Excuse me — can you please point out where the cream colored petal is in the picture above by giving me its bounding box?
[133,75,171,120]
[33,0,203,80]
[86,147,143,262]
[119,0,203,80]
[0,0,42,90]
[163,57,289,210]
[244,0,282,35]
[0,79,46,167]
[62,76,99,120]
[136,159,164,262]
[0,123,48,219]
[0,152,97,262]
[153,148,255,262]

TASK: Copy every line of the records above, requests included, but scale each bounding-box coordinate in the answers by 1.55 and round it to a whole number, with halves rounding up.

ANSWER FOR THIS EXERCISE:
Excuse me — can you please point out where the cream colored petal is in the picture above by giving me its bounding box?
[206,116,265,186]
[51,0,315,124]
[133,228,222,406]
[184,0,315,124]
[0,0,65,140]
[253,88,448,326]
[378,0,437,54]
[0,122,71,259]
[96,118,153,186]
[211,246,254,406]
[0,191,74,339]
[0,236,150,406]
[237,229,395,406]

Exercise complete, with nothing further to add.